[SELECTION]
---*---
Danger! Danger! Sunday night was spent watching, at long last, the 2009 film Crank 2: High Voltage, starring Jason Statham.

We are partial to a bit of Statham, or Stath. Having seen Crank and thought it preposterous but enjoyable, we seem to have been waiting for ages for this one, bumped repeatedly for various reasons, but last week, finally, a welcome LoveFilm arrival in the mails.

If you haven’t seen either, or can’t be bothered, the Cranks are like a reduction of the Statham Transporter franchise vehicle, a daft compote of overtly cartoonish video game capering about by an indestructible hit man who keeps on going with a grimace and a quip no matter how much shit he has to contend with.

It is a obvious metaphor for Stath’s career.

In Crank, Stath’s character Chev Chelios wakes up full of a slow-acting poison (potential slow acting joke gloss), meaning he has to keep boosting his adrenaline rate to stay alive. He does this with fights, drugs, chasing cars on a BMX, all sorts. He falls hundreds of feet out of a helicopter at the end, bounces off the road and survives, so powerful is his ‘Strawberry Tart’.

Crank 2: High Voltage begins where the first one leaves off, with an artificial heart Macguffin device, requiring frequent electrical charging, implanted in Chelios by Triad bosses because… oh, forget because. The film has a fight scene in an electricity substation, performed by stuntmen dressed up to look like giant Godzillabeast versions of Chelios and the bad guy, with little models of workmen watching it agog. Fantastic.
---*---
[DATASET SECTION]
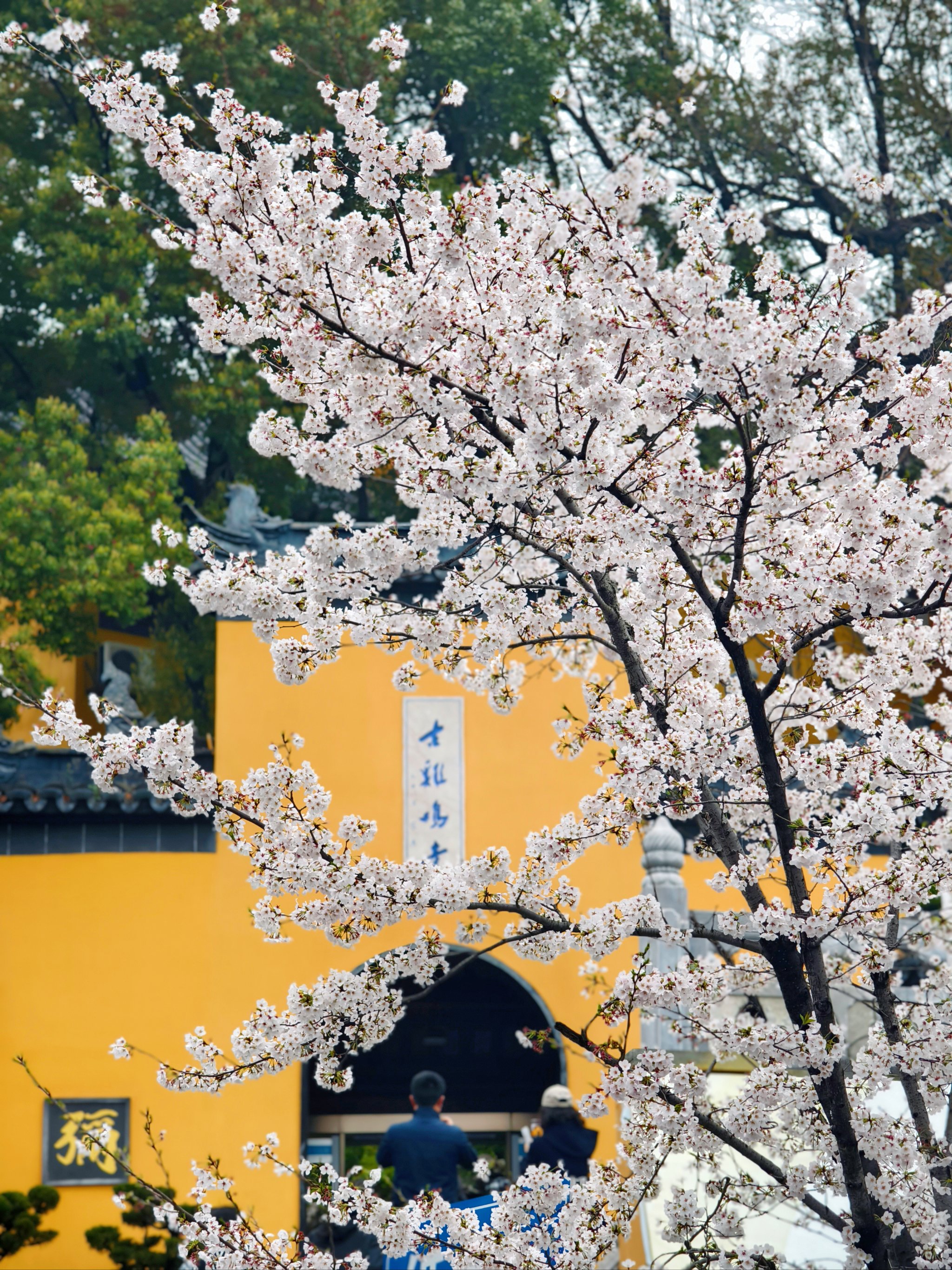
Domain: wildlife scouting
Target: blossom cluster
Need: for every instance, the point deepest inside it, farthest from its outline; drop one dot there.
(725, 508)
---*---
Write out the passage of the Crank 2 review from "If you haven’t" up to and including "for Stath’s career.". You won't need the listing here.

[EXERCISE SOLUTION]
If you haven’t seen either, or can’t be bothered, the Cranks are like a reduction of the Statham Transporter franchise vehicle, a daft compote of overtly cartoonish video game capering about by an indestructible hit man who keeps on going with a grimace and a quip no matter how much shit he has to contend with.

It is a obvious metaphor for Stath’s career.